*Task prompt*
Answer these questions from the market recap:
1. Which currency ended up at the bottom of the forex heap?
2. What was the reading for French consumer confidence?
3. According to Moody's "UK Brexit Monitor" report, how did retail sales fare in January?

*Selected text*
With that said, there were some themes that were clearly playing out, such as the pound getting whupped and ending up at the bottom of the forex heap, as well as demand for both the yen and the Greenback ahead of New Fed Head Powell’s testimony.

  • French consumer confidence: 100.0 vs. 103.0 expected, 104.0 previous
  • Euro Zone industrial sentiment: 8.0 as expected vs. 8.8 previous
  • Euro Zone consumer confidence: unchanged at 0.1 as expected
  • Spanish HICP m/m: 0.1% vs. -0.9% expected, -1.5% previous
  • Spanish HICP y/y: 1.2% vs. 0.9% expected, 0.7% previous
  • Euro Zone private sector loans: 2.9% as expected, same as previous
  • New Fed Chair Powell will be speaking shortly

Major Events/Reports:

Moody’s on the U.K. economy & Brexit

According to Moody’s “UK Brexit Monitor” report released during the session, “The UK economy grew at a slightly slower pace in early 2018, survey data suggest, and retail sales remained sluggish in January.”

Moreover, “Employment growth softened in December but remains firmly positive, while volatility has increased in recent months. Hiring intentions among manufacturers fell in January and remain subdued in the services sector.”

*Material shown*

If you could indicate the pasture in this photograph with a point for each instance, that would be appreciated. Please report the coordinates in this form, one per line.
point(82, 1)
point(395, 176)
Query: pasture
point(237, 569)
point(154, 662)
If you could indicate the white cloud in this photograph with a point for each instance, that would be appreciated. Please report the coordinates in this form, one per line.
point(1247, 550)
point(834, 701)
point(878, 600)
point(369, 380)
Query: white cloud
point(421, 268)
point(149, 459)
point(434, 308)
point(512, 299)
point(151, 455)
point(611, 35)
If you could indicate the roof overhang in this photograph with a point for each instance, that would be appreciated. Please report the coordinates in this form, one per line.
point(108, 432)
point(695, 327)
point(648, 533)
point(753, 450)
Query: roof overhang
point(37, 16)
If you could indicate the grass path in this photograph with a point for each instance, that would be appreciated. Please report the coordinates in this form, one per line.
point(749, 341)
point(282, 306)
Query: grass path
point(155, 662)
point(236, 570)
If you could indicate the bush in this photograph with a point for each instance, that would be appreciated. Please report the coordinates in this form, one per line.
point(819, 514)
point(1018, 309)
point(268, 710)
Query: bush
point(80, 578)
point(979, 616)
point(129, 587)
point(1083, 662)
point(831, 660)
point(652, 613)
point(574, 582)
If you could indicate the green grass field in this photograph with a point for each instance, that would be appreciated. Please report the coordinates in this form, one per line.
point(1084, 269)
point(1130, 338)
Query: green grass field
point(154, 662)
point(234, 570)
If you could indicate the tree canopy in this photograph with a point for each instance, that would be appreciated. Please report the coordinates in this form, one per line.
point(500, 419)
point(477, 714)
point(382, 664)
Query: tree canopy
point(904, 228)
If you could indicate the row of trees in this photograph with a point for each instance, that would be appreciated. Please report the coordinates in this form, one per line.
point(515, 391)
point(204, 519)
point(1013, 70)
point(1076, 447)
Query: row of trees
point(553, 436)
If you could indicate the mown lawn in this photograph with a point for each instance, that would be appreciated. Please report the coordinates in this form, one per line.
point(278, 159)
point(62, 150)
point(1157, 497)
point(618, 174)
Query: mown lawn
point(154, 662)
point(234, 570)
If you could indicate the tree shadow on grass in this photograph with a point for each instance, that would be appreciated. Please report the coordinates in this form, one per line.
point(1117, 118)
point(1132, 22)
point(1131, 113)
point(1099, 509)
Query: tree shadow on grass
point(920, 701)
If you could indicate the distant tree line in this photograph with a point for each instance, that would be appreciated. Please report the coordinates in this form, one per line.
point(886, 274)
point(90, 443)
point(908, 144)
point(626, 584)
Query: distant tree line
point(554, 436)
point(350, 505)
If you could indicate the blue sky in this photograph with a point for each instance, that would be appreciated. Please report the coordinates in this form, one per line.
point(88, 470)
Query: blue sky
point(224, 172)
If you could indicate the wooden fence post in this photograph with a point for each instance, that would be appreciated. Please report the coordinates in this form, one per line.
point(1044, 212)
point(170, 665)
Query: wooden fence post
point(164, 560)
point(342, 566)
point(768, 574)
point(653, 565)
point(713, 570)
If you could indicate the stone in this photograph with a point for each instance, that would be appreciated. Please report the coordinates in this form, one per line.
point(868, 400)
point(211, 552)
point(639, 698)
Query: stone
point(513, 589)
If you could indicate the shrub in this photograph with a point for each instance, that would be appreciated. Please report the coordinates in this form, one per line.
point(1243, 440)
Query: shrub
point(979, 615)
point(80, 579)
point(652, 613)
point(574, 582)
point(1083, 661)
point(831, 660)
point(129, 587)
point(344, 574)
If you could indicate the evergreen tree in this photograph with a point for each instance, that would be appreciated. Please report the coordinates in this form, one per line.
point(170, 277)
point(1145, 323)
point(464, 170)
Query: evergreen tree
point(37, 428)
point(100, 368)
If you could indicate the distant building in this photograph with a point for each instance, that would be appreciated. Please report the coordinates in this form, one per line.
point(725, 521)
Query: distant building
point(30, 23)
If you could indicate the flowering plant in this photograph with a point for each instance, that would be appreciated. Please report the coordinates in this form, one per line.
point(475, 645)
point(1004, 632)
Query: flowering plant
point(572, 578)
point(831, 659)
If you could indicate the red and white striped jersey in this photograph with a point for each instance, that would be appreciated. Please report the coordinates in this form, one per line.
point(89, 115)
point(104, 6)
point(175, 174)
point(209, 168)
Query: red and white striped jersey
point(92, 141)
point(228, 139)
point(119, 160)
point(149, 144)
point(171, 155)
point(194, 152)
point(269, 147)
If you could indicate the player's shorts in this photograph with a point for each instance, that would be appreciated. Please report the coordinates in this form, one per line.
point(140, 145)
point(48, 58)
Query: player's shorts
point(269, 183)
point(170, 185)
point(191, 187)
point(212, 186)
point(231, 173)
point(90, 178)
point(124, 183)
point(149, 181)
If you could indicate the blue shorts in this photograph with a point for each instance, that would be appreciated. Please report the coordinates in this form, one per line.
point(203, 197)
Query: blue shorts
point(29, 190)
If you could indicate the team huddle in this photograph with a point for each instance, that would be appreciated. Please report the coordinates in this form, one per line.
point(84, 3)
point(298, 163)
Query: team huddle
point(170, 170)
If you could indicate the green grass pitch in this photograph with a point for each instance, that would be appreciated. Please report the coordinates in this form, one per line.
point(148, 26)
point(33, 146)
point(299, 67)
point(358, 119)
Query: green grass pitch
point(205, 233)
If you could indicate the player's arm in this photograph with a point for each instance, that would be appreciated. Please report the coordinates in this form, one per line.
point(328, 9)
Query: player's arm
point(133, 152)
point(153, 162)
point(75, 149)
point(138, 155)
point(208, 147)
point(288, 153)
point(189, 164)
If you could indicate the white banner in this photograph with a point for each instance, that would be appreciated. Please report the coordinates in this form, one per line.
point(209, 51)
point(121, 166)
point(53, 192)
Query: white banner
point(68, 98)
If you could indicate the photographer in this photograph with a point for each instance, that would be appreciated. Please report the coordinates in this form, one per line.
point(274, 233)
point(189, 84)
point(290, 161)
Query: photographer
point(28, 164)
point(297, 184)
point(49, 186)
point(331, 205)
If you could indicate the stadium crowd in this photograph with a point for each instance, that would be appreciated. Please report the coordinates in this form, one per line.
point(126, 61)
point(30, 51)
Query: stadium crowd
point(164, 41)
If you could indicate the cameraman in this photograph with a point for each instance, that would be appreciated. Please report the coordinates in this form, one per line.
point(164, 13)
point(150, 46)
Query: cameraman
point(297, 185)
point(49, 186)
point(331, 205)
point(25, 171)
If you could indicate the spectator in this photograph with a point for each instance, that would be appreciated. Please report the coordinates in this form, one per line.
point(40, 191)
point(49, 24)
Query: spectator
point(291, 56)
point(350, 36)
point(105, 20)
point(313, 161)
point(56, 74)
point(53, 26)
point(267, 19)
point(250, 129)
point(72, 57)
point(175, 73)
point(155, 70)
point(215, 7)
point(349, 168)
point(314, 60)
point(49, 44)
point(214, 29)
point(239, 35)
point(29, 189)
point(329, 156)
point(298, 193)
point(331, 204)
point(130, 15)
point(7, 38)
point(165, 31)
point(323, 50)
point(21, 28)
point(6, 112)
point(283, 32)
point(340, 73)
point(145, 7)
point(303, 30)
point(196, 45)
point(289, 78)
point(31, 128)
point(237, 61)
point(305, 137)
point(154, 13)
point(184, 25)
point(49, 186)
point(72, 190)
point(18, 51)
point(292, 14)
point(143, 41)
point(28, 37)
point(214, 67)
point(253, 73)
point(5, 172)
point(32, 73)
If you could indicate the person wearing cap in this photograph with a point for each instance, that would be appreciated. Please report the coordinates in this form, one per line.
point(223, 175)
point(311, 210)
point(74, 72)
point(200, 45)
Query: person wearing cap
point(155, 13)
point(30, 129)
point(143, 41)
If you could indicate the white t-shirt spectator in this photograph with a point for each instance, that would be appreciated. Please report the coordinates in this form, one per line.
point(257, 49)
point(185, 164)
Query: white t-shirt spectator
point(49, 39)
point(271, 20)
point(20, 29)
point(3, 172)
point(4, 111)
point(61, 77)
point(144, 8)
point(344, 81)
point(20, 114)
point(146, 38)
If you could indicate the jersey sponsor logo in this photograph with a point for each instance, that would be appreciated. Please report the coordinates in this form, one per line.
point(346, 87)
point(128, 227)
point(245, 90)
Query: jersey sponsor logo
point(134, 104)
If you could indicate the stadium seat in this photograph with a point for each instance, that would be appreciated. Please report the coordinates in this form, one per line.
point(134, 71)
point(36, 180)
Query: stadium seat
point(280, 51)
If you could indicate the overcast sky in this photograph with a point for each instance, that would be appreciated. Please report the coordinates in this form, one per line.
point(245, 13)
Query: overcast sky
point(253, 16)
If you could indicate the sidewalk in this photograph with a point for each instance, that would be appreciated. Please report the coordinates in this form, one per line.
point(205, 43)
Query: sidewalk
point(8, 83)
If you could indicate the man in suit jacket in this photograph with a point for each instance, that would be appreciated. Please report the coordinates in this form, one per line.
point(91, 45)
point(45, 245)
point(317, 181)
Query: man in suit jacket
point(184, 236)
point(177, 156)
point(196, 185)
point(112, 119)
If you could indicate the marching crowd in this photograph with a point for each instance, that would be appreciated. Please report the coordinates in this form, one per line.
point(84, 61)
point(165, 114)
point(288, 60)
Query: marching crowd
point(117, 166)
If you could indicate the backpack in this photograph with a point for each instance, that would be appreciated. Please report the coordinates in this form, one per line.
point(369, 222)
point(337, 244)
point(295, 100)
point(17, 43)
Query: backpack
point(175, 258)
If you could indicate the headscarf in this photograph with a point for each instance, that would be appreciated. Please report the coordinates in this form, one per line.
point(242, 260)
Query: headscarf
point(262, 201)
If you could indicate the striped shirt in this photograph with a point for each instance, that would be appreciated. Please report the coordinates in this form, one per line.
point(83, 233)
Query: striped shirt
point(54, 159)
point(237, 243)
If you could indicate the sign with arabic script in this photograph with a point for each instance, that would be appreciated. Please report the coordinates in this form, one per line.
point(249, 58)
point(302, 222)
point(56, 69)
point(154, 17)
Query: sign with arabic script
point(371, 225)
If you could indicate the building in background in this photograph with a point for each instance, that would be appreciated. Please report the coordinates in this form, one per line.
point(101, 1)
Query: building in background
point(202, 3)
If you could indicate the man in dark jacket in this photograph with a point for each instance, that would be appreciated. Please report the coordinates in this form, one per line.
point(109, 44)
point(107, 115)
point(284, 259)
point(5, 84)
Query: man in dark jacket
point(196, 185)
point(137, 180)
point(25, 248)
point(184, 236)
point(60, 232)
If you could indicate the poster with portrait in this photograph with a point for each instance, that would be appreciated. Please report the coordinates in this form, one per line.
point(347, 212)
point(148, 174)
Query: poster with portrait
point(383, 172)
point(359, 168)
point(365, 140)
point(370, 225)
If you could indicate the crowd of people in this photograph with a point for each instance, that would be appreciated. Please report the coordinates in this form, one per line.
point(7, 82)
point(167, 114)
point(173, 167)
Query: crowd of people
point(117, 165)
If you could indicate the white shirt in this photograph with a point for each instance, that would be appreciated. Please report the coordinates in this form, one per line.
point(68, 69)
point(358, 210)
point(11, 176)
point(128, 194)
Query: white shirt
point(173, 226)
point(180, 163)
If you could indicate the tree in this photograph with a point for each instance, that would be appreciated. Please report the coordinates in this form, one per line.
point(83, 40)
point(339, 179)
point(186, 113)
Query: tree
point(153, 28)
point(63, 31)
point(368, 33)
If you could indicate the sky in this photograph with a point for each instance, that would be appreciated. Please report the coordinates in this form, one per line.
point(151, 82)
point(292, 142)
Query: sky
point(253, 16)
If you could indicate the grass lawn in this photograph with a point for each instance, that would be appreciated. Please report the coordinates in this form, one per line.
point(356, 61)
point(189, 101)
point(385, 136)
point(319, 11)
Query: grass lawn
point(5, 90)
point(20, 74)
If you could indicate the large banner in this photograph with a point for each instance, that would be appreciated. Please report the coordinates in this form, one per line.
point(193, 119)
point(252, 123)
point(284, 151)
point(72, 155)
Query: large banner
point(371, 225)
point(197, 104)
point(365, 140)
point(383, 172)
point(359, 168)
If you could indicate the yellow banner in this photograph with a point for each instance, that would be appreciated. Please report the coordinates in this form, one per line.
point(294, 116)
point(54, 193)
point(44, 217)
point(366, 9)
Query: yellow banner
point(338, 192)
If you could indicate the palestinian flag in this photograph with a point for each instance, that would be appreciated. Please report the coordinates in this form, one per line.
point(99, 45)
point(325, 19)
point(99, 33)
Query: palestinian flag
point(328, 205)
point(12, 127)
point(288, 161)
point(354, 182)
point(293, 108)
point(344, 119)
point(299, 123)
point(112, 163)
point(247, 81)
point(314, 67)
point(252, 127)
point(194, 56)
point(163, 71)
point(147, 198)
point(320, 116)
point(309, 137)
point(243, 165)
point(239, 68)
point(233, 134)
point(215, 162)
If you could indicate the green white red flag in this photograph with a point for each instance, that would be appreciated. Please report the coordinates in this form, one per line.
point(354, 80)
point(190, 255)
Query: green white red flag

*Result of this task*
1. The pound.
2. 100.0.
3. They remained sluggish.